Region pointing data

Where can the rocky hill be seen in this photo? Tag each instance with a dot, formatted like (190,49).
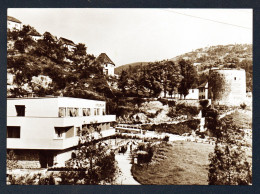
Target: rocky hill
(48,67)
(221,56)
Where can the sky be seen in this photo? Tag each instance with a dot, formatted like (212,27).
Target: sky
(141,35)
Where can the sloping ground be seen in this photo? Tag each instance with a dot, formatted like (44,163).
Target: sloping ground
(242,118)
(155,111)
(179,163)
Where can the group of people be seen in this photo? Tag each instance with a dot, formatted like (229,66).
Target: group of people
(130,144)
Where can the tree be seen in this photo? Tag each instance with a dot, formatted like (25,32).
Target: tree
(95,161)
(189,77)
(80,50)
(123,82)
(228,163)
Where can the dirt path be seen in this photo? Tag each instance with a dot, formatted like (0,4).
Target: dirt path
(124,164)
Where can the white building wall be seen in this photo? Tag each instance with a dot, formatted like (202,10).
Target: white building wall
(13,25)
(109,68)
(37,127)
(193,94)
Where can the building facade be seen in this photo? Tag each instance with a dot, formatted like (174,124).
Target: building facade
(44,131)
(13,23)
(107,64)
(69,44)
(227,86)
(203,91)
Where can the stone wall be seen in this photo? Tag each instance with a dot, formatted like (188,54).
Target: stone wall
(27,158)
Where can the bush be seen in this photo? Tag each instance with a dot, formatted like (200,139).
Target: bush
(166,138)
(178,129)
(204,103)
(243,106)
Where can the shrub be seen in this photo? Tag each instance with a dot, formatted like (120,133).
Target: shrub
(243,106)
(204,103)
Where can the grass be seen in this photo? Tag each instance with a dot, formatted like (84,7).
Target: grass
(178,163)
(242,119)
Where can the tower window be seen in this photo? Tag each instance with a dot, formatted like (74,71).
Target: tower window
(13,132)
(20,110)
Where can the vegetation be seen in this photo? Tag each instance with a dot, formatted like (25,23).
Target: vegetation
(180,163)
(178,129)
(71,73)
(189,75)
(11,161)
(229,164)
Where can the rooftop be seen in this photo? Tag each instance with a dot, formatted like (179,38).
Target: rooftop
(103,58)
(67,41)
(47,97)
(10,18)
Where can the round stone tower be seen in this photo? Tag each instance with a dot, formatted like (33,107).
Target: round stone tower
(227,86)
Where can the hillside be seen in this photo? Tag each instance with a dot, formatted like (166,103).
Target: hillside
(47,67)
(221,56)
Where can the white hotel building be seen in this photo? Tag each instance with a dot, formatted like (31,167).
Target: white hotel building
(44,131)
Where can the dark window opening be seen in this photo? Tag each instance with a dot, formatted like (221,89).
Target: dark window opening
(20,110)
(13,132)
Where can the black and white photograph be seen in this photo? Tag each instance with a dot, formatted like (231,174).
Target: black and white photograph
(129,96)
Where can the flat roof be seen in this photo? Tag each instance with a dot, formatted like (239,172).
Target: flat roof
(37,98)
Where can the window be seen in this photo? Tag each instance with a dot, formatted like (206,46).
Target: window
(86,111)
(13,132)
(59,132)
(62,112)
(76,112)
(20,110)
(70,112)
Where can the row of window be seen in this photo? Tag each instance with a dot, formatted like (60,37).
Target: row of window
(75,112)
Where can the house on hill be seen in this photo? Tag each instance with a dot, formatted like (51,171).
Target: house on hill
(107,64)
(13,23)
(67,43)
(203,91)
(35,35)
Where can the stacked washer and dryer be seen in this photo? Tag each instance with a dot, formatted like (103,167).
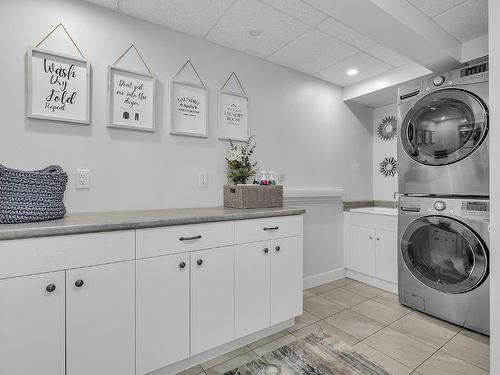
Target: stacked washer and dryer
(443,219)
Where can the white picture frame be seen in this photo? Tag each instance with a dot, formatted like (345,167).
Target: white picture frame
(138,113)
(58,86)
(188,109)
(233,116)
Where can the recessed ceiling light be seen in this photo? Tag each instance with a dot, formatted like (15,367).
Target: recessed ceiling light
(255,33)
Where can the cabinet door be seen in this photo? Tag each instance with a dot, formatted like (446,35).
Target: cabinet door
(386,258)
(212,298)
(252,287)
(286,279)
(100,320)
(32,325)
(162,331)
(362,250)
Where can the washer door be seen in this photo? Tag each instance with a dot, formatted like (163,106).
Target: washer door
(444,254)
(444,127)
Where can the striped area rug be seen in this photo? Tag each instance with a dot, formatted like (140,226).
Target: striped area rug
(316,354)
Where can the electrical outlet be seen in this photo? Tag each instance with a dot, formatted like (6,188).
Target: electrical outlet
(82,179)
(203,180)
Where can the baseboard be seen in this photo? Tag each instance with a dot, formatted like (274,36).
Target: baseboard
(323,278)
(226,348)
(373,281)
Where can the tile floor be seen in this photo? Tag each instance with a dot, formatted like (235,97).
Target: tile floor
(372,321)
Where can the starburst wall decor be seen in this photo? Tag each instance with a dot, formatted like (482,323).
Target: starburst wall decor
(388,167)
(387,129)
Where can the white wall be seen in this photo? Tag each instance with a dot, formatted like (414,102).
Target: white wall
(494,75)
(303,128)
(383,187)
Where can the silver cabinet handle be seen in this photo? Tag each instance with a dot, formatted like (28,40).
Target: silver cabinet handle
(270,228)
(190,238)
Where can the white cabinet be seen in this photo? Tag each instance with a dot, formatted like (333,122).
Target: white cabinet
(286,279)
(212,298)
(162,323)
(100,320)
(371,251)
(386,256)
(362,251)
(252,287)
(133,302)
(32,325)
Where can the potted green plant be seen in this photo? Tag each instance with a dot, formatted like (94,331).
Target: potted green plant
(239,165)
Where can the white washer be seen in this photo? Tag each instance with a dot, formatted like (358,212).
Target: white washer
(443,134)
(443,259)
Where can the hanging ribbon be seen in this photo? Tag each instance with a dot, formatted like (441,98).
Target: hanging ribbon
(138,53)
(67,33)
(237,80)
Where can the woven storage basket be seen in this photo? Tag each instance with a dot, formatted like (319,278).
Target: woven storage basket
(28,196)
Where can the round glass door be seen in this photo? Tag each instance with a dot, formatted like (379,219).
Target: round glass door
(444,127)
(444,254)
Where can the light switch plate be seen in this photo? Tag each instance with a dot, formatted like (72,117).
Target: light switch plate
(82,178)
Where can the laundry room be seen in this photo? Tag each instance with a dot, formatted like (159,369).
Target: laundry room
(249,187)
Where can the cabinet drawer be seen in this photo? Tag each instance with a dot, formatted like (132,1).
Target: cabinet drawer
(374,221)
(182,238)
(37,255)
(268,228)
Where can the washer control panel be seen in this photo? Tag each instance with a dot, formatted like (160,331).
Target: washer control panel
(439,206)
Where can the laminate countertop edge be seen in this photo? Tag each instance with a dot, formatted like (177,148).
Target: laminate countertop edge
(82,223)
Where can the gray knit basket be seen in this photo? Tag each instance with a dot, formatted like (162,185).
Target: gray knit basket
(29,196)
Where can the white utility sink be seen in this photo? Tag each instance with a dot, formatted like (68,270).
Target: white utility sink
(376,211)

PROMPT |
Copy each line of the records above exactly as written. Do not carry over any picture.

RESULT FOR THIS EXERCISE |
Where can the rocky hill be seen in this photo? Tag each instance with a dot, formatted like (190,49).
Target: rocky hill
(48,67)
(221,56)
Where can the sky be seen in this photo? Tag each instance with a dot, formatted like (212,27).
Target: sky
(141,35)
Where can the sloping ground be seen in this photo? Tag each instance with a dot, formatted like (44,163).
Target: sloping ground
(242,118)
(155,111)
(179,163)
Where can the group of people be seen in this photo? Tag each instance with a dot, formatted like (229,66).
Target: group of people
(130,144)
Where can the tree be seen in this photo? Tag each instance with a dot, formatted like (25,32).
Target: tree
(95,161)
(189,77)
(80,50)
(123,82)
(228,163)
Where can the dirt path be seen in this photo? Tag each instance with a dot, formatted like (0,4).
Target: dirt path
(124,164)
Where can the white building wall be seen in this photo? Tag each instance with a dot, formatted like (202,10).
Target: white building wall
(13,25)
(109,68)
(37,127)
(193,94)
Where can the building facade be seen in this photo? Tag each instance with a dot, formatted like (174,124).
Target: building facade
(44,131)
(13,23)
(107,64)
(69,44)
(227,86)
(203,91)
Where can the stone wall be seen in this photo? Tag each instance with a dot, formatted like (188,54).
Target: stone wall
(27,158)
Where can the bush be seen in this photo? Tag each instance with a dot, formatted like (200,139).
Target: bush
(166,138)
(178,129)
(204,103)
(243,106)
Where can the shrub be seen in this photo? Tag each instance with a dot, formatted like (120,133).
Target: shrub
(243,106)
(204,103)
Where can the grass be seen in this photo? Tag each instance with a dot, formatted like (84,7).
Target: grass
(178,163)
(242,119)
Where can the tower window be seen in this photo? Tag each instance with a dot, formatted like (74,71).
Target: tower window
(13,132)
(20,110)
Where can the vegetation be seen in this photo? Tag each instance with a dot, formatted like (25,23).
Target: vegetation
(180,163)
(178,129)
(71,73)
(189,75)
(11,161)
(229,164)
Where can the rooftop be seen in this photo? Tag each instance with a dot, formatted like (179,38).
Target: rooftop
(103,58)
(67,41)
(47,97)
(10,18)
Where can the round stone tower be seen in this photo? Tag each instance with a dot, formatted like (33,107).
Target: round stone tower
(227,86)
Where can the hillside be seen in this photo? Tag each instance with a dot, formatted like (166,103).
Target: hillside
(47,67)
(221,56)
Where can the white hotel building be seen in this photo? Tag each instance with a dot, formatted like (31,167).
Target: white hotel building
(44,131)
Where can the dark window opening be seen in this photo? Tag each instance with a dot, formatted like (221,89).
Target: dark window opening
(20,110)
(13,132)
Where can the black and white photograph be seen in this photo? Tag each instance with a dot, formatted like (231,174).
Target: black and white photograph
(129,96)
Where can the flat roof be seen in this photo? Tag each instance with a dot, formatted like (239,172).
Target: flat roof
(37,98)
Where can the window be seen in this photo? Tag each instance with a dot, formatted like (206,46).
Target: window
(86,111)
(13,132)
(59,132)
(62,112)
(76,112)
(20,110)
(70,112)
Where can the row of window be seen in this photo? Tag each instance with a dot, formatted like (60,37).
Target: row of window
(75,112)
Where can the house on hill be seen in this photo? Tag each instance with a dot, formatted like (51,171).
Target: house on hill
(107,64)
(13,23)
(67,43)
(203,91)
(35,35)
Where can the stacked washer and dryer be seen in this photo? Tag each instance with a dot, formatted like (103,167).
Target: stacked washer and dryer
(443,219)
Where can the white picture frame be seen in this photo? Tag each instance with a dot, formatted like (345,167).
Target: white picture frame
(138,113)
(58,86)
(188,109)
(233,116)
Where can the recessed ceiling light be seen in this photo? Tag each instance with a dot, formatted like (15,367).
Target: recessed ceiling light
(255,33)
Where can the cabinet door be seen in this photo? Tag each instance with a dot, formatted like (446,35).
Target: cabinet door
(386,258)
(212,298)
(252,287)
(286,279)
(100,320)
(32,325)
(162,331)
(362,250)
Where can the washer door be seen in this photo? Tag each instance with a dot, formatted like (163,106).
Target: washer door
(444,254)
(444,127)
Where can the striped area rug be seen in this photo? Tag each instance with a dot, formatted like (140,226).
Target: striped area rug
(316,354)
Where can the electrical outlet be seen in this photo? Tag each instance with a dot, formatted like (6,188).
Target: electrical outlet
(82,179)
(203,180)
Where can the baseboard be seen in this photo? Tag each instance with a dot, formatted like (274,36).
Target: baseboard
(323,278)
(226,348)
(373,281)
Where can the tile floor be seen in this photo? Tag each instance with a dot, formatted like (235,97).
Target: tile floor
(372,321)
Where can the starburst wall decor be seen in this photo? Tag each instance with a dot, formatted like (482,323).
Target: starburst wall decor
(388,167)
(387,129)
Where can the white wall be seen in this photo? Tag each instance with a dot, formatted like (414,102).
Target: white wall
(494,75)
(303,128)
(383,187)
Where can the silver cabinet handle be seen in this photo? Tag each instance with a dot, formatted like (28,40).
Target: silver cabinet handle
(270,228)
(190,238)
Where can the white cabinet be seen in this photo? Tag each instance with a dot, formatted like (333,122).
Target: white cabinet
(286,279)
(212,298)
(162,323)
(100,320)
(371,251)
(386,256)
(362,251)
(252,287)
(133,302)
(32,325)
Where can the potted green plant be seen in this photo? Tag each instance with a dot, formatted like (94,331).
Target: potted green plant
(239,165)
Where can the white washer be seen in this photo? Tag each instance with a dot, formatted like (358,212).
Target: white washer
(443,134)
(443,259)
Where can the hanging ribbon be seen in this photo? Tag each instance with a dot, formatted like (441,98).
Target: hanging ribbon
(138,53)
(67,33)
(237,80)
Where can the woven storage basket be seen in this photo? Tag each instance with a dot, formatted like (319,278).
Target: woven storage basket
(28,196)
Where can the round glass door be seen in this photo? Tag each instance with a dot, formatted like (379,219).
Target: round glass door
(444,127)
(444,254)
Where can the light switch plate be seen in this photo? Tag each instance with a dot, formatted like (72,117).
Target: light switch plate
(82,178)
Where can the laundry room be seen in this photo? Tag each instance with a dot, formatted like (159,369).
Target: laundry room
(249,187)
Where can the cabinet drawer be seen in this photo? Tag each instance with a dot, formatted like (132,1).
Target: cabinet drawer
(374,221)
(182,238)
(37,255)
(268,228)
Where can the washer control panel be seen in this photo? Tag each instance with a dot, formatted like (160,331).
Target: washer control panel
(439,206)
Where can the laminate countertop edge be seen in this photo? Tag each instance with a dot, formatted like (177,148).
Target: laminate countertop edge
(82,223)
Where can the gray knit basket be seen in this photo? Tag each instance with a dot, formatted like (162,185).
Target: gray knit basket
(29,196)
Where can the white utility sink be seen in this photo? Tag each instance with a dot, formatted like (68,270).
Target: white utility sink
(376,211)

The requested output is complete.